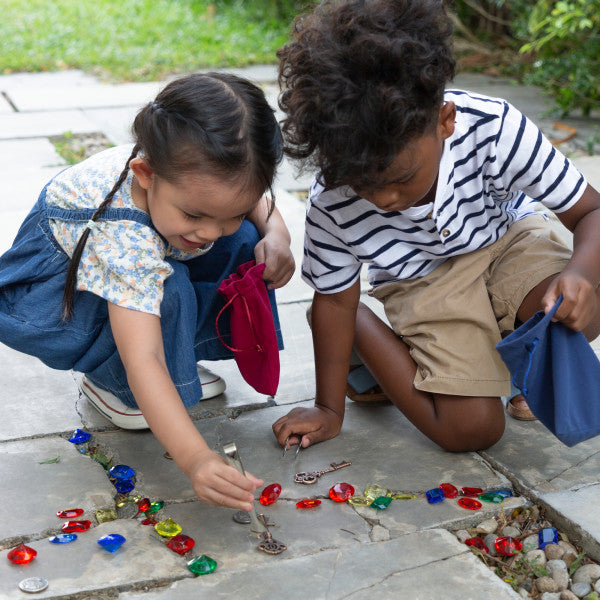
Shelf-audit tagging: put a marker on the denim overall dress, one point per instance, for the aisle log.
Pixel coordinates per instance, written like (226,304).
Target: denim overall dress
(32,279)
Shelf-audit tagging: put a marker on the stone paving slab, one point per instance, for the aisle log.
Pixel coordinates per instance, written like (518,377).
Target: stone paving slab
(32,493)
(417,566)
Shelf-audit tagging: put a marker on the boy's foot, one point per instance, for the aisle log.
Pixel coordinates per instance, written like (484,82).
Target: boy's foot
(109,406)
(212,384)
(517,408)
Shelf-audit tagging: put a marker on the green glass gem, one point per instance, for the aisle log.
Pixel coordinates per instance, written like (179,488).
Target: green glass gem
(381,503)
(202,565)
(168,528)
(375,491)
(491,497)
(155,507)
(104,515)
(360,501)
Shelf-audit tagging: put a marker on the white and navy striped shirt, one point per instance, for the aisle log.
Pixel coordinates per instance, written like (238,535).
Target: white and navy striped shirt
(494,167)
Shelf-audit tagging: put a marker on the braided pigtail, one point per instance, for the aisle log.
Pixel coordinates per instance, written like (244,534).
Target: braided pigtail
(71,280)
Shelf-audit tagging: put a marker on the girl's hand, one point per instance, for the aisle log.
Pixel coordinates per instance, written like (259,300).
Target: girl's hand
(279,262)
(218,483)
(307,426)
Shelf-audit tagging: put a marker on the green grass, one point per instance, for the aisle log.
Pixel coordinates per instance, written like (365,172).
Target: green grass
(139,40)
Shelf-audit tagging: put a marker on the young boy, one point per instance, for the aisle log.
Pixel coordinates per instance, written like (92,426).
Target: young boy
(435,191)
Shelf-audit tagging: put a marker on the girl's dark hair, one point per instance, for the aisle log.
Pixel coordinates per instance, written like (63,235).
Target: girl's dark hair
(214,123)
(360,80)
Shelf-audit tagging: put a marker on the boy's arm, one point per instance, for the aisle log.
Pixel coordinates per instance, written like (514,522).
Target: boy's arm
(332,321)
(579,280)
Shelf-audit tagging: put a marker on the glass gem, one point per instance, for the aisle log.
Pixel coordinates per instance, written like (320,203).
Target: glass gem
(21,555)
(76,526)
(202,565)
(469,503)
(69,513)
(374,491)
(103,515)
(181,543)
(491,497)
(155,507)
(508,546)
(121,472)
(168,528)
(448,490)
(477,543)
(434,496)
(360,501)
(340,492)
(546,536)
(381,503)
(111,542)
(308,503)
(270,494)
(471,492)
(80,437)
(62,538)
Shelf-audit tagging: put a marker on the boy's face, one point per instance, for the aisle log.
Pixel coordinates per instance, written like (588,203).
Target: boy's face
(411,178)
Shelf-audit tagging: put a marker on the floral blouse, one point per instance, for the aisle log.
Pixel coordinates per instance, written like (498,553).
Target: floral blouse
(123,261)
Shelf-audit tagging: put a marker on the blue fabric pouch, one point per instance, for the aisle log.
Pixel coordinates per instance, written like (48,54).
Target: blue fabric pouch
(558,373)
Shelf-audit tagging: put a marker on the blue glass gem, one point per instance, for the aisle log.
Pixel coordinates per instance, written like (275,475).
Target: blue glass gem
(124,486)
(111,542)
(62,538)
(80,437)
(546,536)
(121,472)
(434,496)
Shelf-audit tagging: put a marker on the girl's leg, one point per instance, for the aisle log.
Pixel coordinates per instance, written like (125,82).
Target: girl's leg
(456,423)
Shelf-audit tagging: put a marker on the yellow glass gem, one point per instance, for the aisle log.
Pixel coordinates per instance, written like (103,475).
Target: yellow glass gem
(375,491)
(104,515)
(360,501)
(168,528)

* _SET TASK_:
Swap "aisle log" for "stock ledger" everywhere it occurs in the data above, then reproduce all of the data with nothing else altered. Omit the pictures.

* _TASK OUTPUT_:
Shelf-audit tagging: put a marker on the denim overall dress, one point per instance, for the stock ledger.
Pixel coordinates per instance, written like (226,304).
Target: denim overall dress
(32,279)
Shelf-audit tagging: put a marker on the stone paving slab, one point per instance, for the stock ledger.
Pixel coordinates per instance, written like (518,377).
Target: stone paving slab
(32,493)
(417,566)
Shelf-audit tagging: put a marker on the boy's foot, one point per instance, for the stock ledger.
Pixel coordinates per instance, written like (484,82).
Target: boy's foot
(109,406)
(212,384)
(517,408)
Shelf-audit tagging: put a marker on the green glass gem, one point per instance, for the stock ledger.
Pixel coordinates per instance, written like (179,488).
Target: green glass gem
(381,503)
(202,565)
(168,528)
(375,491)
(491,497)
(155,507)
(104,515)
(360,501)
Shelf-audit tagging: put a marker on the white and navy striped shirt, one point per instance, for the stock ledger.
Pixel coordinates per instance, written like (238,535).
Target: white and navy striped shirt
(494,167)
Shelf-audit tagging: put a marker on the braided pigtail, one point per instance, for the stock ledger.
Pixel coordinates per instance, written like (244,534).
Target: braided pigtail
(71,280)
Shelf-audit tagging: put a marker on the girl's hand, one point per instance, for the stock ledger.
Pixel coordinates per instance, written like (259,300).
Target: girl's hand
(279,262)
(218,483)
(307,426)
Shelf-audit tagging: put a marker on the green grass, one point per instance, for the stock ledger.
Pixel coordinates per instance, written like (365,172).
Target: green grass
(139,40)
Shelf-audit tagging: put a marker on the young boy, one point per instance, for the stock ledger.
Pixel coordinates per instance, written like (92,426).
Target: young boy
(435,191)
Shelf-audit tagging: put a marker on the girl's dark hair, one point per instance, for the stock ledger.
Pixel coordinates per instance, written like (63,235).
Target: girl's dark hair
(214,123)
(360,80)
Shelf-audit tagging: put a marker on the boy's arm, one point per instance, for the stock ledger.
Pixel coordinates per instance, written like (514,522).
Target: boy's arm
(332,321)
(579,280)
Shelf-audit tagging: put a marker on the glass gem, one point per instance, for the stock ledger.
Pixel coordinates per instance, written like (320,203).
Target: glass gem
(21,555)
(76,526)
(202,565)
(469,503)
(69,513)
(374,491)
(103,515)
(181,543)
(491,497)
(155,507)
(508,546)
(121,472)
(168,528)
(448,490)
(477,543)
(434,496)
(360,501)
(340,492)
(546,536)
(381,503)
(111,542)
(308,503)
(270,494)
(471,492)
(80,437)
(62,538)
Shelf-audit tagging: put a marker on the boy's face, one point per instance, for the stock ledger.
Pixel coordinates per instance, written like (588,203).
Target: boy's face
(411,178)
Shelf-audit tagging: put a marker on the floral blouse, one point per instance, for the stock ledger.
Pixel coordinates per instance, written like (498,553).
Target: floral blouse
(123,261)
Shelf-audit tagging: put a marker on the blue fabric pouch, one point per instance, for the stock ledger.
Pixel coordinates per instance, written like (48,54).
Target: blue fabric pouch
(558,373)
Shelf-audit tagging: put a marker on the blue glass gem, one point per instance, for the stock ledger.
Pixel coordinates per instance, written like (275,475).
Target: blue glass gem
(124,486)
(111,542)
(62,538)
(80,437)
(546,536)
(121,472)
(434,496)
Shelf-audit tagging: put a marker on the girl's leg, one point per instance, for the stock ledger.
Pixel coordinates per instance, written like (125,82).
Target: girl's leg
(456,423)
Shelf-audit tagging: put a marker on the yellow glass gem, one point per instance, for the stock ledger.
Pixel coordinates per instance, written like (103,475).
Target: yellow glass gem
(375,491)
(104,515)
(360,501)
(168,528)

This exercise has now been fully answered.